Parts of the exercise:
• 1. Return the passage of the Mathyas Randriamamy profile starting with "- Position: Goalkeeper" and going on through "Apps / (Gls)", copied word for word.
• 2. For each statement below, state whether the Mathyas Randriamamy profile supports it, answering yes or no and quoting the deciding words of the profile: (a) He was born in Clamart, France. (b) He played for Paris FC from 2016 to 2021. (c) He made 17 appearances for Ermis Aradippou.
** BEGIN Text **
Mathyas Randriamamy

Personal information
- Full name: Mathyas Todisoa François Randriamamy
- Date of birth: 23 April 2003 (age 23)
- Place of birth: Clamart, France
- Height: 1.86 m (6 ft 1 in)
- Position: Goalkeeper

Team information
- Current team: The Football Circle

Youth career
- 2013–2016: Paris FC
- 2016–2021: Paris Saint-Germain

Senior career*
- Years: Team / Apps / (Gls)
- 2021–2022: Paris Saint-Germain B / 1 / (0)
- 2022–2023: Paris Saint-Germain / 0 / (0)
- 2023: → Sète (loan) / 1 / (0)
- 2023–2024: Ermis Aradippou / 17 / (0)
- 2025: Kerry / 3 / (0)
- 2025–: The Football Circle

International career^{‡}
- 2021: Madagascar / 1 / (0)

= Mathyas Randriamamy =

Footballer (born 2003)
** END Text **
** BEGIN Entries supplied **
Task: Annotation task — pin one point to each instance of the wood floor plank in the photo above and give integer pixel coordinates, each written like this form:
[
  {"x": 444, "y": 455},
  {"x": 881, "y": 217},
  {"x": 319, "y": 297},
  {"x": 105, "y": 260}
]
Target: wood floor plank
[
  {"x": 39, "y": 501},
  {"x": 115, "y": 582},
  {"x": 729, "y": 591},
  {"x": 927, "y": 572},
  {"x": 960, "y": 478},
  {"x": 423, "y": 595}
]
** END Entries supplied **
** BEGIN Entries supplied **
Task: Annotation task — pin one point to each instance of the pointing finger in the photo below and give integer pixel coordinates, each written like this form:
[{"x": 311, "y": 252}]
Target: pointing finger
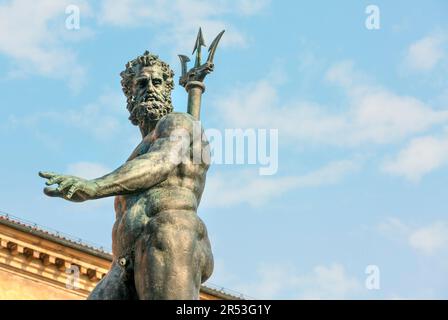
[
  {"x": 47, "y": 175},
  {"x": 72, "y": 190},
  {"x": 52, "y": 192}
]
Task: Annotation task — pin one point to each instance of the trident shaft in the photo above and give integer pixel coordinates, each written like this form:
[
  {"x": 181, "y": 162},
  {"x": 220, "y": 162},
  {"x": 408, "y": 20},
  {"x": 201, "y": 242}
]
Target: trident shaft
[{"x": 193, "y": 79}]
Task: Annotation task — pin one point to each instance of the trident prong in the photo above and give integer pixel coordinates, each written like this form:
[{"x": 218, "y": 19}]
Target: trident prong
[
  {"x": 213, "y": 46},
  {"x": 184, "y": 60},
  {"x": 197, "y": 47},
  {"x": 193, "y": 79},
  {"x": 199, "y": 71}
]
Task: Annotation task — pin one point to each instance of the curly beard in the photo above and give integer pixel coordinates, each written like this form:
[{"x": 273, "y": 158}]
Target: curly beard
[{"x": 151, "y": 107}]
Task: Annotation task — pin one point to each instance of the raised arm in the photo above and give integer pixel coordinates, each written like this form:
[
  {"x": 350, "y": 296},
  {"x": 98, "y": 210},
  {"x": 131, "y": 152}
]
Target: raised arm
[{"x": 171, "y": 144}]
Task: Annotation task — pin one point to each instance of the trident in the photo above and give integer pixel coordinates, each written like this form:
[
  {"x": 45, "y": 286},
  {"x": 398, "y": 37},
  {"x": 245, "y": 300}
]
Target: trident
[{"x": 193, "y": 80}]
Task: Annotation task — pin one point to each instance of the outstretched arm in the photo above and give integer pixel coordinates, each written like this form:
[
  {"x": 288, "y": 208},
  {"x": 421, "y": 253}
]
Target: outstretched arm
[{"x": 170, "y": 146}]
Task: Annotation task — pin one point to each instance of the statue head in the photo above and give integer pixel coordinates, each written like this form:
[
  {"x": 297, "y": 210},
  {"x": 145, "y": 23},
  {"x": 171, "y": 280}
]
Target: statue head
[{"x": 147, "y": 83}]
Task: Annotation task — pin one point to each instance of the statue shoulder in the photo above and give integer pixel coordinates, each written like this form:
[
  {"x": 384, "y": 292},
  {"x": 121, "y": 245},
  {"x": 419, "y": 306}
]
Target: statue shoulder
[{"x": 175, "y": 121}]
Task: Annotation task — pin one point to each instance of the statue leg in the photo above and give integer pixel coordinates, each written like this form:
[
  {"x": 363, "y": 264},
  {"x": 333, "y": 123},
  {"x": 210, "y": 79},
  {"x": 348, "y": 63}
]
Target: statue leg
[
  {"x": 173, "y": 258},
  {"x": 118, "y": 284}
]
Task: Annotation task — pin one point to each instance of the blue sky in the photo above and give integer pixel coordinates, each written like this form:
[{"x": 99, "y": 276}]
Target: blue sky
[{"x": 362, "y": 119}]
** END Entries supplied **
** BEGIN Entries supplied **
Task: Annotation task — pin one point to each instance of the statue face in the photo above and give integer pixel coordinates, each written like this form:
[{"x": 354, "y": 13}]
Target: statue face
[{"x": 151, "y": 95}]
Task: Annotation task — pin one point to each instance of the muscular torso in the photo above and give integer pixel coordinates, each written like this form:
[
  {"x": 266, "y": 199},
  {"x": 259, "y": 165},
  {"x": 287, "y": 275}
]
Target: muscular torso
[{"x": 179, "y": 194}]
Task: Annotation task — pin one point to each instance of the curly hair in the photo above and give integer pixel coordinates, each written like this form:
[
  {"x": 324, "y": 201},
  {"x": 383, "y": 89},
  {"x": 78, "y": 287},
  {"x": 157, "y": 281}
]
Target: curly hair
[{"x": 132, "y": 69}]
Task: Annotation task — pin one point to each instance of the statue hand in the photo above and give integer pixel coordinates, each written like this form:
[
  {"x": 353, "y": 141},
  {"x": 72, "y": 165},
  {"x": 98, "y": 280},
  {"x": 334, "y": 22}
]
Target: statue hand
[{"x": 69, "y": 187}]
** END Entries supplied **
Task-by-task outputs:
• 1.
- Position: Goalkeeper

Team information
- Current team: The Football Circle

Youth career
- 2013–2016: Paris FC
- 2016–2021: Paris Saint-Germain

Senior career*
- Years: Team / Apps / (Gls)

• 2.
(a) Yes: "Place of birth: Clamart, France"
(b) No: "2013–2016: Paris FC"
(c) Yes: "2023–2024: Ermis Aradippou / 17 / (0)"